(Exercise)
Pictures are not part of the answer. Return the lines from the one containing "Target: hindwing" through the end of the data, both included, exactly as they appear.

(Dataset records)
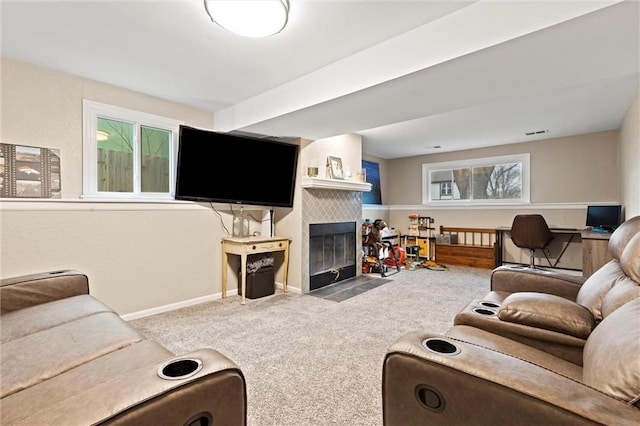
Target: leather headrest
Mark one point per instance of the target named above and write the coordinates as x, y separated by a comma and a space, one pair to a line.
630, 259
622, 235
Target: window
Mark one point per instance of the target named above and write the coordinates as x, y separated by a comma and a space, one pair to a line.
128, 154
495, 180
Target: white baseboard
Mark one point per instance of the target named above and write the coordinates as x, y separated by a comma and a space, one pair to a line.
174, 306
191, 302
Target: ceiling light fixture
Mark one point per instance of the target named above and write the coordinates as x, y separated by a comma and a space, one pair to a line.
260, 18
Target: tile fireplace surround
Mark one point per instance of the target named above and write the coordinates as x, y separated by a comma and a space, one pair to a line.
327, 206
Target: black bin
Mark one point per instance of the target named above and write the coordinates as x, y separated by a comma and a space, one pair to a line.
260, 276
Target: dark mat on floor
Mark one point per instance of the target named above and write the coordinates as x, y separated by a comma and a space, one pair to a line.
344, 290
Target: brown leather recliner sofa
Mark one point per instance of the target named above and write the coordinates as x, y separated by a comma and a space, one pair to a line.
485, 371
68, 359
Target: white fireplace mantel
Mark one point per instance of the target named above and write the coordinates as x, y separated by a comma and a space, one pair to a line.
337, 184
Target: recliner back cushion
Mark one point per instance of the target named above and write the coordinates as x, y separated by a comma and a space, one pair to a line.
610, 362
594, 289
625, 290
621, 236
630, 259
627, 287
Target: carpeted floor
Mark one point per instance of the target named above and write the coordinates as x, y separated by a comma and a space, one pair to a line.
311, 361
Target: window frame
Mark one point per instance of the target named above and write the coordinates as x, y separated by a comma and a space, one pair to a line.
523, 159
91, 111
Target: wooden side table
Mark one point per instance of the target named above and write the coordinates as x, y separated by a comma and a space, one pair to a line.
252, 245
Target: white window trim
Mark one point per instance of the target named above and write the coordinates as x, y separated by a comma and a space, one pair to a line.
524, 159
91, 110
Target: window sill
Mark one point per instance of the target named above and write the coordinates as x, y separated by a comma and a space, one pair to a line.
58, 204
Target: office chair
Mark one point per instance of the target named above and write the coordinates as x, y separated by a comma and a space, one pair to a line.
531, 231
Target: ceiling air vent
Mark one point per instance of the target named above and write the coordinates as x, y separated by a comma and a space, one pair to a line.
537, 132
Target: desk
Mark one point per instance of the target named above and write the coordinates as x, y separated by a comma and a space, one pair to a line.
572, 234
595, 251
252, 245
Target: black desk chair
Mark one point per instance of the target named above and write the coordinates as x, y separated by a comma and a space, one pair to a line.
531, 231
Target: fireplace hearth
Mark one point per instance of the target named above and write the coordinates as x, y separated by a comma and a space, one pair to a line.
332, 253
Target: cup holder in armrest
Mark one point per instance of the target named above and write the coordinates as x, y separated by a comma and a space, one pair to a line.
181, 368
440, 346
484, 311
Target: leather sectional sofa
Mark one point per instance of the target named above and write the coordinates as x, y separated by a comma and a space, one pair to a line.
68, 359
541, 348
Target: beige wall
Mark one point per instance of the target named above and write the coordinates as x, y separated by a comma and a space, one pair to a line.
139, 256
567, 174
142, 256
629, 160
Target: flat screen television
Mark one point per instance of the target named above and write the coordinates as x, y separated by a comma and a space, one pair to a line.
606, 218
227, 168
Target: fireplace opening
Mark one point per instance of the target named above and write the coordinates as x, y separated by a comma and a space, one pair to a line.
332, 253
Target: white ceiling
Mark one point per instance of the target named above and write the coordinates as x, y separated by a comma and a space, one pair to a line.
406, 75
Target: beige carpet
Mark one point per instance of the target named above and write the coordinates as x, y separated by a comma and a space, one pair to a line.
312, 361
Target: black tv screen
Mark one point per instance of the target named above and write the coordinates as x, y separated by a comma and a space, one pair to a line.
226, 168
605, 217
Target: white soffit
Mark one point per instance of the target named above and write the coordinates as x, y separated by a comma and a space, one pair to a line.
481, 25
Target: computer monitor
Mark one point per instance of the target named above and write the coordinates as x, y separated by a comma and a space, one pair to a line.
604, 218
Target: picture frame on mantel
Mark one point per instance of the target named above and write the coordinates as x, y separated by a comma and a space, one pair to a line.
334, 168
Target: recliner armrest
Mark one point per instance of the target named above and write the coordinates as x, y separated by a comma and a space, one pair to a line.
549, 312
34, 289
513, 280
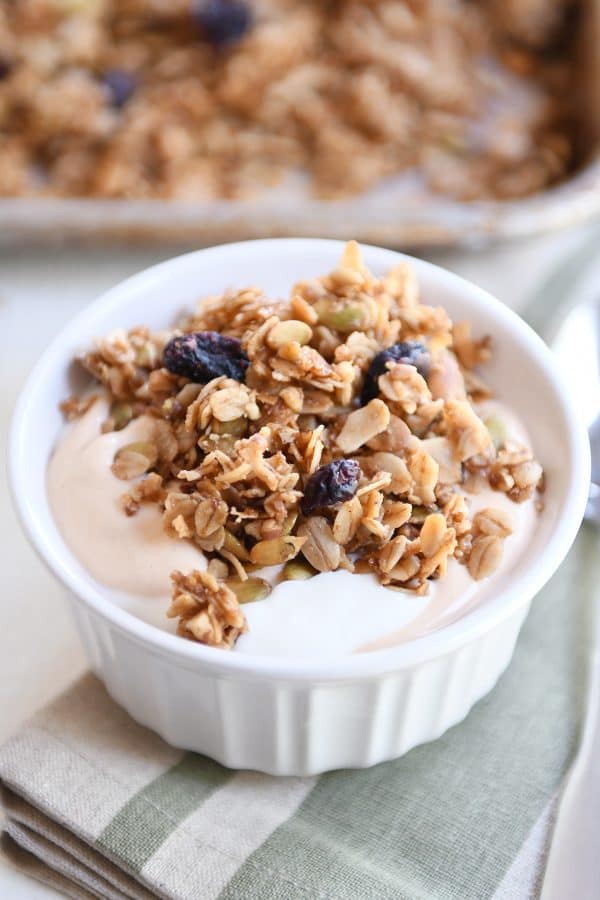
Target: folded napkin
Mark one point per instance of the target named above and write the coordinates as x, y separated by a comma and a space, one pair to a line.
100, 807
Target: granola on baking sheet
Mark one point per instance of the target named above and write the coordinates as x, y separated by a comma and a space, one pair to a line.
337, 428
202, 99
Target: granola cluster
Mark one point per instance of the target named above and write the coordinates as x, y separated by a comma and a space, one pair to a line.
291, 464
202, 99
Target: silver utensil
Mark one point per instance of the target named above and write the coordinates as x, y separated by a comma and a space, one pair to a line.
573, 867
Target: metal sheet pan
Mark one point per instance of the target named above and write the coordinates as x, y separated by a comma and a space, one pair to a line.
399, 212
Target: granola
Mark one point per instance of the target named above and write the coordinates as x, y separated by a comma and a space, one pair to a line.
288, 465
194, 100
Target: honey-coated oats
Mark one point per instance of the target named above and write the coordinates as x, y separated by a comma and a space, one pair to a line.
256, 473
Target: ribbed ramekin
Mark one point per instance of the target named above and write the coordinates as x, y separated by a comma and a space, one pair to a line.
293, 716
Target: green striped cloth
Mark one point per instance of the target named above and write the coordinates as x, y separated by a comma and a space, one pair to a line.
100, 807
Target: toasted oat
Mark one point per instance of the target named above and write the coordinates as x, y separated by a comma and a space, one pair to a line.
349, 93
320, 548
228, 463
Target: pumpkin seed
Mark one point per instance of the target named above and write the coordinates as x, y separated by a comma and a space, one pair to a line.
134, 459
122, 414
296, 570
290, 330
275, 551
345, 317
497, 430
250, 590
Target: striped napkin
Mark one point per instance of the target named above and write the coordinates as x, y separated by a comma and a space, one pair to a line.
100, 807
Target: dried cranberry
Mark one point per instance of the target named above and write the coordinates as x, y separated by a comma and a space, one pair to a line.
204, 355
412, 353
120, 86
331, 484
224, 22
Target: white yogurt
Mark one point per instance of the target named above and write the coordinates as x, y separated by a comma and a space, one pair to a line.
131, 554
330, 615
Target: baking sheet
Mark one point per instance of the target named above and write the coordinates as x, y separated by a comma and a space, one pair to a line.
400, 212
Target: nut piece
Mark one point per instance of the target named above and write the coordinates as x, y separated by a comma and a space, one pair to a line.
466, 432
134, 459
275, 551
389, 462
290, 330
210, 514
527, 474
441, 450
432, 534
362, 425
321, 549
493, 521
485, 556
208, 611
347, 520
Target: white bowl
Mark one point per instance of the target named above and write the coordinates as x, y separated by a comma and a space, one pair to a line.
294, 716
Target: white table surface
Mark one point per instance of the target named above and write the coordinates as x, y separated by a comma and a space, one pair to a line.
40, 289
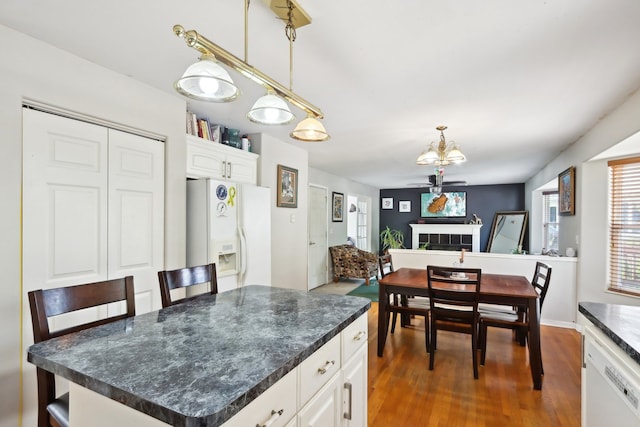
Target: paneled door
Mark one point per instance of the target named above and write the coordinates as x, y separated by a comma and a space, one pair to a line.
136, 214
318, 250
93, 209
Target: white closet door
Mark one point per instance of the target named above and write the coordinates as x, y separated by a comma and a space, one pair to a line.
136, 214
64, 219
64, 201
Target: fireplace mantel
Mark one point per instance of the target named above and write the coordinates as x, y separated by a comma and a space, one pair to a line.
472, 230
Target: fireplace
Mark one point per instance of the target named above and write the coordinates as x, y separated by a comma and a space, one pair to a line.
447, 237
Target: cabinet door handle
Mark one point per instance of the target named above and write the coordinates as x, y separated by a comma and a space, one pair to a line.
359, 336
326, 367
272, 419
349, 388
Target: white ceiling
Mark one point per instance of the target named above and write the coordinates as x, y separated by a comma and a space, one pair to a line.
516, 82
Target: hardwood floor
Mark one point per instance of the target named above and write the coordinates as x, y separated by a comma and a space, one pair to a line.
403, 392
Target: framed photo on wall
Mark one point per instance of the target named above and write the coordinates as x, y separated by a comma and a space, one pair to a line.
567, 191
337, 207
287, 187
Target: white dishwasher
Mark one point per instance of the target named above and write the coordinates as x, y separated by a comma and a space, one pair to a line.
610, 383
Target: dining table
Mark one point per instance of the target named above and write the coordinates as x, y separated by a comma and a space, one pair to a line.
499, 289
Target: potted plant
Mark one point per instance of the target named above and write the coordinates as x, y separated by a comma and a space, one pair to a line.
391, 239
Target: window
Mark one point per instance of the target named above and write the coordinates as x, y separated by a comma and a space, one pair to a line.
624, 226
550, 220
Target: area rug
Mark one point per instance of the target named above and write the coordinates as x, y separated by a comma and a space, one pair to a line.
370, 291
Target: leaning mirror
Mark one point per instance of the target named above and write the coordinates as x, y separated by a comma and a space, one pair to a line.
507, 231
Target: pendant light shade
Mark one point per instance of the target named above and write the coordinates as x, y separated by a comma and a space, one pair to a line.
310, 130
455, 155
206, 80
427, 157
443, 154
270, 110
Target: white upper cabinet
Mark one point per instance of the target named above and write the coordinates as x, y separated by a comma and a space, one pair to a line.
207, 159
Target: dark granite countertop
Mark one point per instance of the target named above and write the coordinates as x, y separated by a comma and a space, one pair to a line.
200, 362
621, 323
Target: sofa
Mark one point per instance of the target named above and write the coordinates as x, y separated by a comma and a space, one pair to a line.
351, 262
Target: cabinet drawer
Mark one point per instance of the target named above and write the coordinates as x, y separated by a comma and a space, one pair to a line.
319, 368
280, 397
354, 336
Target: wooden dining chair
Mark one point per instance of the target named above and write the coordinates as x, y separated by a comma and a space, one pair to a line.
518, 321
385, 265
183, 278
53, 411
453, 295
403, 306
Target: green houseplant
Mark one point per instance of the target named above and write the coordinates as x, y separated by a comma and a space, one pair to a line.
391, 239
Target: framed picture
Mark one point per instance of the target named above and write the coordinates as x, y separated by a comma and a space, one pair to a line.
567, 191
287, 187
443, 205
337, 207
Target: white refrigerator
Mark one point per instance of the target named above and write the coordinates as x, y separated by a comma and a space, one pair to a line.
229, 224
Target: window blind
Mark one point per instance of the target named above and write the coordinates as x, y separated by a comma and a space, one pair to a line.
624, 225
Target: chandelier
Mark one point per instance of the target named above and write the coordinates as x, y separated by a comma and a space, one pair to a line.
442, 155
207, 80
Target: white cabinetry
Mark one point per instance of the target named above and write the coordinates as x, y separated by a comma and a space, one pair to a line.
207, 159
329, 387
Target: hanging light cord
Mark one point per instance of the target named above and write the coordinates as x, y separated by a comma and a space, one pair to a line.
246, 30
290, 32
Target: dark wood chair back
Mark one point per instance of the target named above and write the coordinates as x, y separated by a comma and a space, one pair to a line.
541, 279
385, 265
453, 294
47, 303
185, 277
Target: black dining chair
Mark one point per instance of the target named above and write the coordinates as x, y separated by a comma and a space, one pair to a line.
453, 295
53, 411
185, 277
518, 321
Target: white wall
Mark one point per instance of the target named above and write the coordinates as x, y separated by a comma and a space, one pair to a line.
590, 221
288, 225
338, 230
32, 69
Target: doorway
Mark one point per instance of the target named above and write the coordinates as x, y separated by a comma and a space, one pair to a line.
358, 220
318, 239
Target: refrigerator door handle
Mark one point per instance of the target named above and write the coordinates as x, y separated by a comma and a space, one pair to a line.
243, 254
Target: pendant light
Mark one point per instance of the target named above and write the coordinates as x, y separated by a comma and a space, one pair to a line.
270, 110
443, 154
310, 130
206, 80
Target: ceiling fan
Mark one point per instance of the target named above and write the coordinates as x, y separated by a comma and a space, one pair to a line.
431, 181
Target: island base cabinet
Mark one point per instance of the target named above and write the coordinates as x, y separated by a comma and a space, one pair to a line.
272, 408
325, 408
354, 400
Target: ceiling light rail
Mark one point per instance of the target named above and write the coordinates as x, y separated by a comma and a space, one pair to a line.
205, 46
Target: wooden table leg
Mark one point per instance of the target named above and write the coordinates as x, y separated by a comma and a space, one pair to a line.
383, 301
535, 354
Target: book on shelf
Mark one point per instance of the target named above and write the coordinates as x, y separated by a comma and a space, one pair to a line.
192, 127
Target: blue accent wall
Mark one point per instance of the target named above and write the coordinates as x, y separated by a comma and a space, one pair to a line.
482, 200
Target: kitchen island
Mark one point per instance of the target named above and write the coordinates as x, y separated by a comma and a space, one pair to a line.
610, 365
200, 362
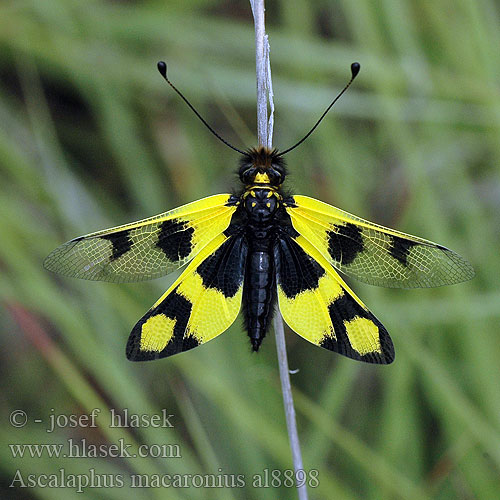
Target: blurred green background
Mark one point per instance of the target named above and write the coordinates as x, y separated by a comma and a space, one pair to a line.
91, 137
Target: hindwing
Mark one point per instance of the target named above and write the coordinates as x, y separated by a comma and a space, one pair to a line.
375, 254
145, 249
201, 304
317, 304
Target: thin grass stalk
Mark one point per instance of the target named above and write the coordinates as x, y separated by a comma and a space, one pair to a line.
265, 137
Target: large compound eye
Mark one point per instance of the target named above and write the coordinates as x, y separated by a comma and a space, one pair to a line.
247, 175
276, 176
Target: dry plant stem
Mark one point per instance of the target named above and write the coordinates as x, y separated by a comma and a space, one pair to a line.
265, 136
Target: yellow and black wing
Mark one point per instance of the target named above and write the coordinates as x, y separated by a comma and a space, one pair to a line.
375, 254
202, 303
319, 306
145, 249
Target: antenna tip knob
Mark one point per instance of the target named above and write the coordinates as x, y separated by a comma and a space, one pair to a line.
162, 68
355, 67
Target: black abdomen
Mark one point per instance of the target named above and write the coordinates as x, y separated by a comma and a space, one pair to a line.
259, 295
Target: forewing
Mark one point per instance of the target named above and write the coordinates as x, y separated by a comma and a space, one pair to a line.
375, 254
318, 305
200, 305
145, 249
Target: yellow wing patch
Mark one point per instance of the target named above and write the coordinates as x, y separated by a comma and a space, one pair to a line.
202, 303
317, 304
375, 254
145, 249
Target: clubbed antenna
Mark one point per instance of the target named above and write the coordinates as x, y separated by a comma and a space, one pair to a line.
162, 68
355, 67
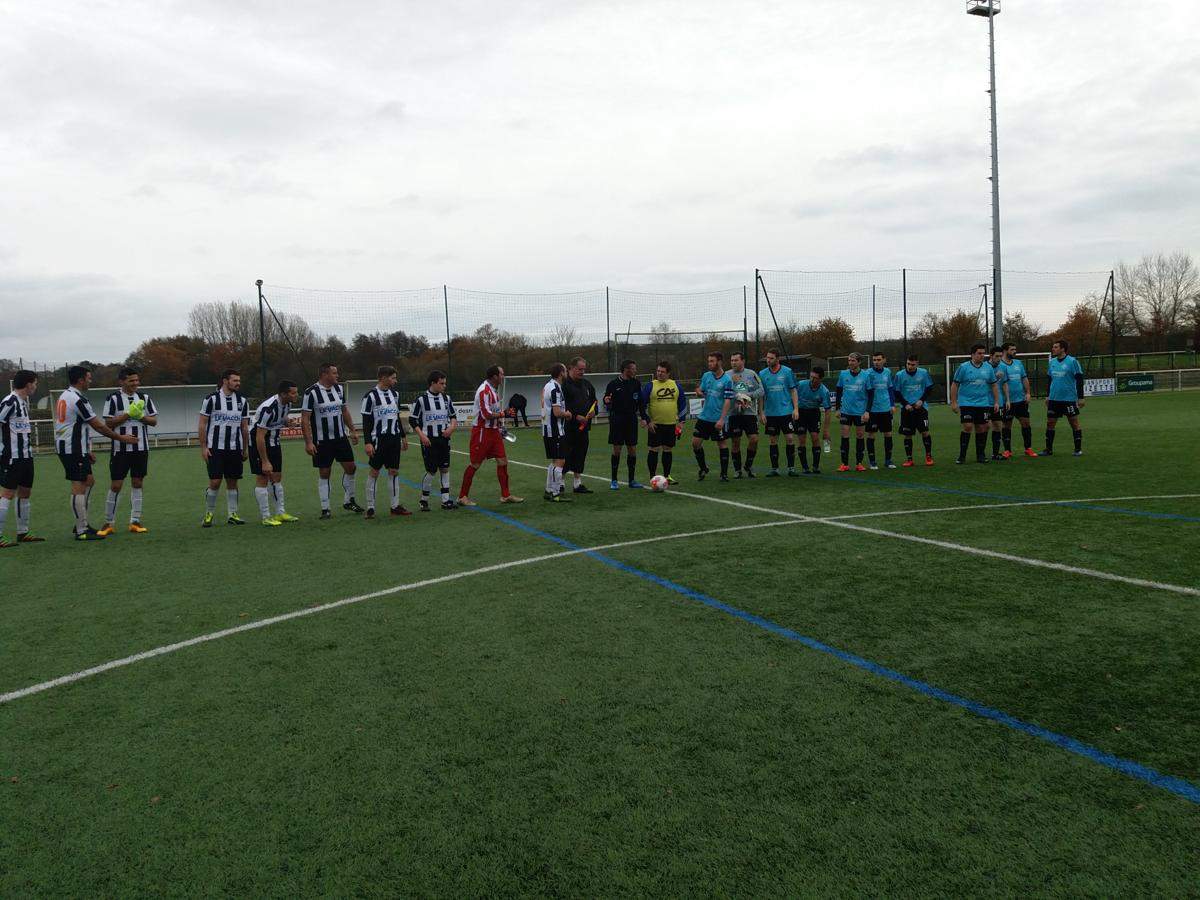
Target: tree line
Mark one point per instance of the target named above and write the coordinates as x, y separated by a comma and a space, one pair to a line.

(Finished answer)
Target: hindwing
Mark one point per instance of the target named above and write the coordinates as x, y separated by a comma and a space, one pair to a line.
375, 254
145, 249
201, 304
317, 304
Target: thin grass stalk
Mark one point per instance of the target named above and write the coordinates as x, y separated by a comma and a space, one pair to a line.
265, 137
Target: large compound eye
Mark one point per instance of the target named above and write the coordinates as x, y separated by a comma and a space, one pair to a line.
247, 175
276, 176
Target: dry plant stem
Mark one point per instance of the target named above and write the coordinates as x, y separated by a comma and a space, one pair to a line.
265, 136
Target: yellow and black wing
Mark one point per instance of the target named above and write the coordinates as x, y separated by a comma and a space, one pair to a line.
375, 254
202, 303
319, 306
145, 249
Target: antenna tip knob
Mark one point per instance of the target named above and write the coordinates as x, y separated by a comma and a space, one pair to a line.
162, 68
355, 67
Target: black abdomen
Mark one point per instance of the target named above and write the coordinates as x, y separated by a comma and a space, one pair to a line.
259, 295
Target: forewing
Mark one point per instance of the target named above and write the coordinates as x, y separated by a comma and a space, one pair to a line.
375, 254
318, 305
200, 305
145, 249
Target: yellow wing patch
Mark one point per instance of the target named above and write the coordinates as x, y separated by a comma and a space, one pair to a line.
202, 303
317, 304
375, 254
145, 249
Target: clubbed antenna
Mark one point per instance of the target named above and write the coordinates as x, y separated by a comma and a space, one pair to a line.
162, 68
355, 67
Target: tree line
Mark one point per instance of the target named above and write the coordinates as x, y separated by a comma and a space, one pair to a line.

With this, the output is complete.